[[ PASSAGE open ]]

Wednesday, March 30, 2011
PCRM - Stability
Data stability has a different meaning for classroom tests and standardized tests. Standardized tests seek predictive statistics based on more than 300 answer sheets. Classroom tests seek descriptive statistics based on 20 to 50 answer sheets. Standardized tests need to find the fewest questions that will produce the desired test reliability. Classroom tests need to find a rank for grading (summative assessment) or to reveal what each student knows and needs to know to be successful in the current instructional environment (in a formative-assessment process).
If the instructional environment is functioning at lower levels of thinking, the test must be given shortly after training to expect the highest scores. If functioning at higher levels of thinking, meaningful test results must be returned to the student shortly after the test to develop the highest scoring performance. Both timing and level of thinking influence data stability.
A bi-weekly general studies remedial biology course test with 100 students has been divided into four parts. This is roughly 25 answer sheets turned in after 20, 30, 40 and 50 minutes (Part 1, 2, 3, and 4).
The four Ministep bubble charts show Part 1, 3, and 4 to be very similar. Part 2 has measures with larger bubbles, lower reliability. When 25-answer-sheet files were combined into 50-answer-sheet files, the bubbles, in general, shrank, reliability increased. Items 19 and 20, 100% right, were edited into the Part 1, 2, and 1&2 charts as the Rasch model ignores all right and all wrong responses.
Scatter plots between Part 1&2 and 3&4 show practical stability for classroom descriptive results for both item scores (percent right) and item measures with two exceptions. Items 12 and 23 measures are outliers. The first received only right and omit marks; the second only unexpected wrong and omit marks.

[[ PASSAGE closed ]]
[[ DATASET CONTENT open ]]

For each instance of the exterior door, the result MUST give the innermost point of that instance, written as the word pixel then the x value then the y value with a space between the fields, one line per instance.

[[ DATASET CONTENT closed ]]

EXERCISE:
Using the stability post above, answer these questions:
1. On how many answer sheets do standardized tests base their predictive statistics?
2. After how many minutes were the four groups of roughly 25 answer sheets turned in?
3. Which items have measures that are outliers in the scatter plots?

EXPECTED ANSWER:
1. More than 300 answer sheets.
2. After 20, 30, 40 and 50 minutes.
3. Items 12 and 23.